Count the lines in the data below that contain the string "item" and report only that number.

=== Dataset rows ===

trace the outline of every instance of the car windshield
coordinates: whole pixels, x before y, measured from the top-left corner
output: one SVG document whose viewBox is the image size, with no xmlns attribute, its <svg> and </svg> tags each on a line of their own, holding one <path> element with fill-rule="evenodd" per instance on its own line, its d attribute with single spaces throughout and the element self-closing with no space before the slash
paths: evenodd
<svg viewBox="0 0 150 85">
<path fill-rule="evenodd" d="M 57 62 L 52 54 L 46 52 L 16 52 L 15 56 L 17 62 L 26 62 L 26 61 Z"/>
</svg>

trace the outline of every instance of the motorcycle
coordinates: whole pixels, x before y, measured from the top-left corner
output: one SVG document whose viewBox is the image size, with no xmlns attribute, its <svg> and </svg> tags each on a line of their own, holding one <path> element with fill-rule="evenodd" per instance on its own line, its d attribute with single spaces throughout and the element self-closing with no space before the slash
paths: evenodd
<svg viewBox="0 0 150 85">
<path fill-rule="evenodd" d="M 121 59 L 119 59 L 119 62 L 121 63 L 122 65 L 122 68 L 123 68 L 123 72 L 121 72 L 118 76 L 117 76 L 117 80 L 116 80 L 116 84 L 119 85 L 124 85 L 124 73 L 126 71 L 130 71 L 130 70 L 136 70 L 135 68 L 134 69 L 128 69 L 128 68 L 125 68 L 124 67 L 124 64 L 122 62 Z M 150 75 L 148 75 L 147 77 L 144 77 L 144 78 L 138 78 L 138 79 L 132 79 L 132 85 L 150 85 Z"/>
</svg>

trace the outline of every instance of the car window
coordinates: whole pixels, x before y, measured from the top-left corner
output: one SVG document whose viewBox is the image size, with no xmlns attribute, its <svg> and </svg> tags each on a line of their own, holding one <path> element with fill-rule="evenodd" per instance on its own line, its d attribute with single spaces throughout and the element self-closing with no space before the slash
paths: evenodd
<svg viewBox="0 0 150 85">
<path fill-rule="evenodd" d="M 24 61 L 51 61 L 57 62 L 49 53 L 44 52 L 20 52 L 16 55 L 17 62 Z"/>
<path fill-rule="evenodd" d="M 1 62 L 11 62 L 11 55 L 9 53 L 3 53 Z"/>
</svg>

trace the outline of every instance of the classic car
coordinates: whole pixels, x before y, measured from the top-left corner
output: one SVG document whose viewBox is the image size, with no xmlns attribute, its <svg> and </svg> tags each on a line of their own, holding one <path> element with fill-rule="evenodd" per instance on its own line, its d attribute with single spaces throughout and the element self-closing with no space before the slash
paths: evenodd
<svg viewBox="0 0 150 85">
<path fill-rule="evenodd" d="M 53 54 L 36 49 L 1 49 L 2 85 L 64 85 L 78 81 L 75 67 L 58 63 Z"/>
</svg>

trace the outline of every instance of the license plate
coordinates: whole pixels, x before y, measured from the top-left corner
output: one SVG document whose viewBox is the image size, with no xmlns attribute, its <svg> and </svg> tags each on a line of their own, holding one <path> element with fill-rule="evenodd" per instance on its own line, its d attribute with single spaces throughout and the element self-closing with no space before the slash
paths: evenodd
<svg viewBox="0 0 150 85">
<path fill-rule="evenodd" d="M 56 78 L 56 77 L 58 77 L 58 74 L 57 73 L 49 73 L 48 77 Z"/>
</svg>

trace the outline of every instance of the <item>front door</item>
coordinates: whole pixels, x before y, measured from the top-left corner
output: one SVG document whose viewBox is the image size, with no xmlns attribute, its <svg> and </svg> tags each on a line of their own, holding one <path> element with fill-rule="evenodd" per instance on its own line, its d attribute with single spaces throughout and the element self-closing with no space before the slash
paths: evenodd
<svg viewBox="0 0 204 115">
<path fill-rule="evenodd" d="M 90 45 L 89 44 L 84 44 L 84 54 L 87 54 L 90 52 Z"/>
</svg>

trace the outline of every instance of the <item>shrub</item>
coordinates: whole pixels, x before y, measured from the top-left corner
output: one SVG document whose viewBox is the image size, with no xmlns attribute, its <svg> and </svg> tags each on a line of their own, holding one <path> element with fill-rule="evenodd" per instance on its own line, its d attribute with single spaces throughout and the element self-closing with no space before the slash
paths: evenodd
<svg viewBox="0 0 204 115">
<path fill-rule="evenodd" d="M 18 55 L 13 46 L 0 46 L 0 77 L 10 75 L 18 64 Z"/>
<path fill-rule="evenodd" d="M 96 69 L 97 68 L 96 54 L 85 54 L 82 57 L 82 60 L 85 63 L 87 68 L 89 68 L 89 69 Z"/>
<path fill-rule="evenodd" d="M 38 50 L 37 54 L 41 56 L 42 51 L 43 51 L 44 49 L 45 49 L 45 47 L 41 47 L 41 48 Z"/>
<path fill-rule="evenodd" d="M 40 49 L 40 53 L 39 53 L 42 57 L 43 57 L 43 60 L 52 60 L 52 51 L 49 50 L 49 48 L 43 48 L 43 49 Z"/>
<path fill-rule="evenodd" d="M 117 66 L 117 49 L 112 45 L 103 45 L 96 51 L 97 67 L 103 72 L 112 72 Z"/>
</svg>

===

Response to the task: 2